- Aufgabe: Bitte beantworte anhand des Textauszugs: Mit welchem Wort grüßte Anu Seiler die Leute während ihrer Reise?

Unsere Volontärin Anu Seiler arbeitet während drei Monaten als Volontärin in den Projekten unserer Partnerorganisation YWCA Palestine mit. In ihrem Bericht über die ersten zehn Tage ihres Volontariats schreibt Anu folgendes:


Zwischen herzlicher Gastfreundschaft und bitterer Realität
مرحبا (Marhaba) – Dies ist eines der wenigen Wörter, die bereits nach kurzer Zeit in Palästina fest in meinem Wortschatz verankert sind. Fast zwei Wochen ist es jetzt her, seit ich am Ben Gurion Airport in Tel Aviv angekommen bin. Während meiner Reise war ich jedoch sehr darauf bedacht keine arabischen Wörter zu verwenden, um keinesfalls ins Visier israelischer Beamt*innen zu geraten. Stattdessen grüsste ich die Leute mit שלום (Shalom). Die ganzen Kontrollen und Check-Points machten mich sehr nervös. Der Weg vom Ausstieg des Flugzeugs bis zu meinem Hotel in Jerusalem verlief aber glücklicherweise ohne erwähnenswerte Zwischenfälle. Auf der Taxifahrt hatte ich bereits das Vergnügen einen Teil des Landes zu sehen und festzustellen, dass Autofahren in Israel, und besonders in Palästina, nicht jedermanns und jedefraus Sache ist – weder das Blinken noch der Sicherheitsgurt oder die Geschwindigkeitsregulationen sind hierzulande von Bekanntheit. Wie ich jedoch schnell lernen durfte, ist das Autofahren bei weitem nicht der einzige kulturelle Unterschied.

Bereits am nächsten Morgen ging mein Abenteuer in Ramallah beim YWCA of Palestine, der Nichtregierungsorganisation, bei der ich für die nächsten drei Monate als Volontärin mitwirken werde, weiter. Ich war von der Herzlichkeit, mit der ich von allen Mitarbeiter*innen willkommen geheissen wurde, komplett überwältigt und fühlte mich sogleich sehr wohl. Man gibt sich Mühe, mir die vielen verschiedenen Projekte, so gut es geht, vorzustellen, und ich durfte bereits bei einem Workshop der „She Leads“ Akademie dabei sein. Leider lässt mein Arabisch, abgesehen von den wenigen Worten, die mir bereits beigebracht wurden, noch zu wünschen übrig, und die Kommunikation stellt besonders in ebendiesen Workshops eine Hürde dar, trotz Versuchen mit Tools wie „Google Übersetzer“ das Wesentliche zu übersetzen. Gleichwohl bin ich dankbar, wirkliche Einblicke in die Projekte zu bekommen, da bis dato der grösste Teil meines Volontariats aus Lesen von Berichten besteht. Ich bin jedoch hoffnungsvoll, dass ich in den nächsten Wochen eine etwas aktivere Rolle übernehmen kann, um auch direkt positive Impulse auf das meist nicht einfache Leben der Palästinenser*innen zu haben, und dabei ein Mosaiksteinchen zum Gesamtbild beizusteuern.

- Bereitgestellte Angaben:
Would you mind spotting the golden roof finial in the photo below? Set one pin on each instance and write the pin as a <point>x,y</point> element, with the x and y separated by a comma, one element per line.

- Ergebnis: Mit שלום (Shalom).